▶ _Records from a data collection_
◆ ◆ ◆
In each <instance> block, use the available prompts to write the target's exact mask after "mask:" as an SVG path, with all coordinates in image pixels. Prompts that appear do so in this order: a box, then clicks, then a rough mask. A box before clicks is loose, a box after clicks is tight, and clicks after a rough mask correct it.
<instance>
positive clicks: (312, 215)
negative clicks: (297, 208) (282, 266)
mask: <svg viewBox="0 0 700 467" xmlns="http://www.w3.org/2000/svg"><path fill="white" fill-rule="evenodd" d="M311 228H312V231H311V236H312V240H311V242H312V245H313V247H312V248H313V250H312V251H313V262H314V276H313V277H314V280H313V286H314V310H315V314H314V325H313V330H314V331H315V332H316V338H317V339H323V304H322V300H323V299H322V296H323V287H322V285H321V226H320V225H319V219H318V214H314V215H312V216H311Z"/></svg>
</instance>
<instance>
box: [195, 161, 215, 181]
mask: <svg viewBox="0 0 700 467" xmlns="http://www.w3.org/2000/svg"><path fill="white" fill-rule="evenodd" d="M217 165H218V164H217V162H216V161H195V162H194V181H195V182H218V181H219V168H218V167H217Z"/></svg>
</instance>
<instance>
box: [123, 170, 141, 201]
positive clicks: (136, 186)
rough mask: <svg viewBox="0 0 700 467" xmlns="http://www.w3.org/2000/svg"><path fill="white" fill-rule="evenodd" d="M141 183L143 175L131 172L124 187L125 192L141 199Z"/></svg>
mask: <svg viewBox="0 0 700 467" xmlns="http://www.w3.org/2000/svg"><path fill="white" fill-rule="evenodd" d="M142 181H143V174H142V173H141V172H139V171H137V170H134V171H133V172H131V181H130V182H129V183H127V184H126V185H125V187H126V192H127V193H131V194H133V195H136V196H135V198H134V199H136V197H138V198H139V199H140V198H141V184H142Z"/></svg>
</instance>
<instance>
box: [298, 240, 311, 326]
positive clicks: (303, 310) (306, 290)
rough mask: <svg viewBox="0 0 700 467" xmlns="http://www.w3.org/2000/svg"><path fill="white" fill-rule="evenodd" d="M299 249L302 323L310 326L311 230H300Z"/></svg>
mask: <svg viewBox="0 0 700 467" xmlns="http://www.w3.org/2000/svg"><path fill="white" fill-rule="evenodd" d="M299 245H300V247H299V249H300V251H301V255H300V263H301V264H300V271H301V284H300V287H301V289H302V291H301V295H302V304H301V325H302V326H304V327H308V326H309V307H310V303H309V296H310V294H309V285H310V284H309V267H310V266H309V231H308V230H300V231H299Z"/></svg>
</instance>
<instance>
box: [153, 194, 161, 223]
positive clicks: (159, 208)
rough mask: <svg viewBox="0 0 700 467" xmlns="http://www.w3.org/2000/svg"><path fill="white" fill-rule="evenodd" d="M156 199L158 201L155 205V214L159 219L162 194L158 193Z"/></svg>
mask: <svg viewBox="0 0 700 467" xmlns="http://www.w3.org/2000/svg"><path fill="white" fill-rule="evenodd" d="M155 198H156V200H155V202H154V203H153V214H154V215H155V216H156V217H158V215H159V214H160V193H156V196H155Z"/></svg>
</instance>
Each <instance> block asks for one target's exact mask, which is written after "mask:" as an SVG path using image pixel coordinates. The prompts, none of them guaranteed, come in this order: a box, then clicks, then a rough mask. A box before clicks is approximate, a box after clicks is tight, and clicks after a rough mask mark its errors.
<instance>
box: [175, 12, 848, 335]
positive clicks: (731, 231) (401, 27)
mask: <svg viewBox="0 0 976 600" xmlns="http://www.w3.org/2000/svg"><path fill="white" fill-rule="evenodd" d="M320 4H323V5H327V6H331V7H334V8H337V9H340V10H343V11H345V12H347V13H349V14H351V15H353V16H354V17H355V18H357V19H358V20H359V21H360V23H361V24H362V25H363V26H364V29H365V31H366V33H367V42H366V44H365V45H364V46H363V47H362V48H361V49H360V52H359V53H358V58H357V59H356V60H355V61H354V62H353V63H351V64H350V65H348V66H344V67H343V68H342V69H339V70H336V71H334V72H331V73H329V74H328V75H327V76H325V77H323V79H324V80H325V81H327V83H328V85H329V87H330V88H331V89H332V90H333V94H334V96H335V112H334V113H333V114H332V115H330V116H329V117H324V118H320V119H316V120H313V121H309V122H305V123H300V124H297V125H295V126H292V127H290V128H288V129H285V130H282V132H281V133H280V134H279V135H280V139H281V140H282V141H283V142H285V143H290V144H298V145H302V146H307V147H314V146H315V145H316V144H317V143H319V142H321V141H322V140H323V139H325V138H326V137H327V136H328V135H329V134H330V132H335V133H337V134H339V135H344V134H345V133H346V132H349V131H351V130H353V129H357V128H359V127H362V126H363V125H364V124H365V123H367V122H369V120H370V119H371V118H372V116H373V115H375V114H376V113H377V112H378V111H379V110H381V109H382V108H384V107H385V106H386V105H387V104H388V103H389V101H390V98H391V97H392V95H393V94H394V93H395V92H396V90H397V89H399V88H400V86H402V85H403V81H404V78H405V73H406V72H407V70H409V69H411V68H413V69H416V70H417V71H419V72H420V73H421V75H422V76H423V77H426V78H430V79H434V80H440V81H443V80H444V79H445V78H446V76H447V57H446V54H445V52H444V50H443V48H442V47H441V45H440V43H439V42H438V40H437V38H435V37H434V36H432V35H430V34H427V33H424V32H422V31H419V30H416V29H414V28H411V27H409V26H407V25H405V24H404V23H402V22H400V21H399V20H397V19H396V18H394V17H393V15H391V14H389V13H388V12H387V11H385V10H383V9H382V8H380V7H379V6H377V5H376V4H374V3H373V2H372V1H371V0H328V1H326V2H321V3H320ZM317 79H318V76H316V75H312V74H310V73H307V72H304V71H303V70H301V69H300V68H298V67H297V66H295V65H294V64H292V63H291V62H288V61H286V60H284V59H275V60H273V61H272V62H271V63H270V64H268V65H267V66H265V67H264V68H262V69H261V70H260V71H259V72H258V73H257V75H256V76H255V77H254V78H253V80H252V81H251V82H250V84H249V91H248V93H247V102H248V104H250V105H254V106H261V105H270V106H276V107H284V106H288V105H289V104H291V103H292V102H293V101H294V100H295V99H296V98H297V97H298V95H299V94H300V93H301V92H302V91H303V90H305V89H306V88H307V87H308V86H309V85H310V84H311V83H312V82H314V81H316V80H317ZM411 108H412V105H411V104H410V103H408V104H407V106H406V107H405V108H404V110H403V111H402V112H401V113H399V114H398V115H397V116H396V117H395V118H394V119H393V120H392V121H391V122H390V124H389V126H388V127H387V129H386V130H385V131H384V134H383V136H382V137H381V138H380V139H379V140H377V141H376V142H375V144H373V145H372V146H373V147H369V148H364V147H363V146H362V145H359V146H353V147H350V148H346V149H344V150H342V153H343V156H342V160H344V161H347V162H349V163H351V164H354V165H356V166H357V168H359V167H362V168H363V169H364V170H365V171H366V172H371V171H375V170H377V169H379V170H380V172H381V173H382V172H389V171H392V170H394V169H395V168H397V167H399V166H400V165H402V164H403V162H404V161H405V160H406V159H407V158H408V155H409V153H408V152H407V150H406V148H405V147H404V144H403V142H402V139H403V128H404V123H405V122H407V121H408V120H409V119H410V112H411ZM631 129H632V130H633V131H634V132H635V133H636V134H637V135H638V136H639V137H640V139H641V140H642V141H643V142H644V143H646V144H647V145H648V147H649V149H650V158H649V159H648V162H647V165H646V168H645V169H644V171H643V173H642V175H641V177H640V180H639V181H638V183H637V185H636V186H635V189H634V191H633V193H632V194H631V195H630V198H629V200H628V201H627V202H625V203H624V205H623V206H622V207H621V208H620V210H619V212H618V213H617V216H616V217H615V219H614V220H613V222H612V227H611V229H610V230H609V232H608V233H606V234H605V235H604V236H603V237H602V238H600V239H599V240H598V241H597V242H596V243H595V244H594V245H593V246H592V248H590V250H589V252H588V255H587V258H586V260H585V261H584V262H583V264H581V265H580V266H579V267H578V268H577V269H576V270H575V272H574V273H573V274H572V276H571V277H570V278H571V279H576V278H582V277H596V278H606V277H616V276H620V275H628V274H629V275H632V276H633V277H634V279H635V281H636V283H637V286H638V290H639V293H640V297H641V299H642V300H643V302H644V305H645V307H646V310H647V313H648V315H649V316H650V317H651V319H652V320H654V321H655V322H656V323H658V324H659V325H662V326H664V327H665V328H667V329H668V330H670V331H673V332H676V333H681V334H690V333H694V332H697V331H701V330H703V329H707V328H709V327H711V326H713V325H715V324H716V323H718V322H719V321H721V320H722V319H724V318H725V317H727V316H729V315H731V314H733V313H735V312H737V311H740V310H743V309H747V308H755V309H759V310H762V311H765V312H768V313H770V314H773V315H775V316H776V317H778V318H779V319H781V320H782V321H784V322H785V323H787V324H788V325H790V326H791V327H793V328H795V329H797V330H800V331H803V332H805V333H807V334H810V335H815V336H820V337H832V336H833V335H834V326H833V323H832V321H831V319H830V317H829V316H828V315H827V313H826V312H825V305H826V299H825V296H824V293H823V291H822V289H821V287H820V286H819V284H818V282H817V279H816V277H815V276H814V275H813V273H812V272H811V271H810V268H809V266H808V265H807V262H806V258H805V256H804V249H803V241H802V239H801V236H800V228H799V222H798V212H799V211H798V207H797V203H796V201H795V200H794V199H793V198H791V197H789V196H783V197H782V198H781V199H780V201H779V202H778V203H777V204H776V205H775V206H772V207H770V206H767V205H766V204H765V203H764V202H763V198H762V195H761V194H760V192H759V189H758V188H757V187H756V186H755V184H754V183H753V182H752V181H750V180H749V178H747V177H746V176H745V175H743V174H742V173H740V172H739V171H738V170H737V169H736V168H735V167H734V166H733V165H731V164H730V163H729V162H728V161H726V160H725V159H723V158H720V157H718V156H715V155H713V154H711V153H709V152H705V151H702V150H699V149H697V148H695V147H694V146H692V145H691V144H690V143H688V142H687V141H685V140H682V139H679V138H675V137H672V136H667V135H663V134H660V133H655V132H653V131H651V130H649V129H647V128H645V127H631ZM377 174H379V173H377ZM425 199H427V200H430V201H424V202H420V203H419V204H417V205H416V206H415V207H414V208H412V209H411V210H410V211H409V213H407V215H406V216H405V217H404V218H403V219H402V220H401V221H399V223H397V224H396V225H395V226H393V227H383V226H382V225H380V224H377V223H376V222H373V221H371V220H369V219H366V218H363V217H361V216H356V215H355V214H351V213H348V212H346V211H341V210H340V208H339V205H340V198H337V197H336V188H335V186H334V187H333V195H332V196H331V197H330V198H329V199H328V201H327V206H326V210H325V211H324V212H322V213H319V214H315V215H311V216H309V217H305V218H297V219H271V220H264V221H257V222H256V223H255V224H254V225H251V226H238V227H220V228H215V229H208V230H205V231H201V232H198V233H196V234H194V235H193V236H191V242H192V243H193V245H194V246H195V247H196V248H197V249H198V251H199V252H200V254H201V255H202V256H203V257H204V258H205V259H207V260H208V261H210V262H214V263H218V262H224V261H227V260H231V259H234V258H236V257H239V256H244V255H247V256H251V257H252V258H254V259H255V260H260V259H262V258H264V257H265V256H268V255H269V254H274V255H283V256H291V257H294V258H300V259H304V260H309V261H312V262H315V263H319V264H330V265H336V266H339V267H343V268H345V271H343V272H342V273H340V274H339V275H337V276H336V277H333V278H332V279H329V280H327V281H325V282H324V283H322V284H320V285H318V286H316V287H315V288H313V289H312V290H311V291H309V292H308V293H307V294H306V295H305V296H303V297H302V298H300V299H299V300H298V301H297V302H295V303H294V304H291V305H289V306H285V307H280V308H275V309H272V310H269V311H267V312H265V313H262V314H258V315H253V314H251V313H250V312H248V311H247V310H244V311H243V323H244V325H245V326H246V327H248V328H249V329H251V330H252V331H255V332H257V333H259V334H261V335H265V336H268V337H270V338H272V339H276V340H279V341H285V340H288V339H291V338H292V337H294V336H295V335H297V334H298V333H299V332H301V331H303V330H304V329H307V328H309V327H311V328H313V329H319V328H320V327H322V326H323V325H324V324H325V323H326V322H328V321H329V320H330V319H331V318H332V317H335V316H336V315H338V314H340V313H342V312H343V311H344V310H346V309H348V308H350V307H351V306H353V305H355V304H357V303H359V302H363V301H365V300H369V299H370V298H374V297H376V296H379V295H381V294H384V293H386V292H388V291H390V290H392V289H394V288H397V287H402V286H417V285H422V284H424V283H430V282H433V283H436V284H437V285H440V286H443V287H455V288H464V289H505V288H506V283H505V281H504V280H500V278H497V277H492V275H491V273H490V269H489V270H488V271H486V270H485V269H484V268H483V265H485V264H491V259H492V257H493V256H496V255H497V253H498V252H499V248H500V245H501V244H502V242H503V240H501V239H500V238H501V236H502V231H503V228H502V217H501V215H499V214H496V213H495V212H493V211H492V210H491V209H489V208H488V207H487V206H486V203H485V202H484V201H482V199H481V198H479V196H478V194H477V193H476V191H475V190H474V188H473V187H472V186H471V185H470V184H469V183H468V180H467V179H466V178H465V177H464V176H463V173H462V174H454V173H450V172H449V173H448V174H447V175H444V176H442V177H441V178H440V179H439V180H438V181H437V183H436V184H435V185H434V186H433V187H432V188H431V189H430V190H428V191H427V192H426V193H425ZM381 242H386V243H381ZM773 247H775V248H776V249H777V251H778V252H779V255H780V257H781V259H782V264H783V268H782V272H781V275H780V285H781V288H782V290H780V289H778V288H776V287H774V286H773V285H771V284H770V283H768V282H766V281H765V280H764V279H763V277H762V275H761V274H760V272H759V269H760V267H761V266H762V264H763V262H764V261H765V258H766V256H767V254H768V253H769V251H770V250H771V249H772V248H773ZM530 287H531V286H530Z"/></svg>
◆ ◆ ◆
▶ _Your objective_
Please turn the records from the first line through the line containing "positive clicks: (312, 215)", inclusive, into a JSON list of strings with one string per line, leaving out blank lines.

▶ _Answer to this task_
[
  "In each <instance> block, use the available prompts to write the target's exact mask after \"mask:\" as an SVG path, with all coordinates in image pixels. Prompts that appear do so in this order: a box, then clicks, then a rough mask. A box before clicks is loose, a box after clicks is tight, and clicks after a rough mask correct it.",
  "<instance>",
  "positive clicks: (312, 215)"
]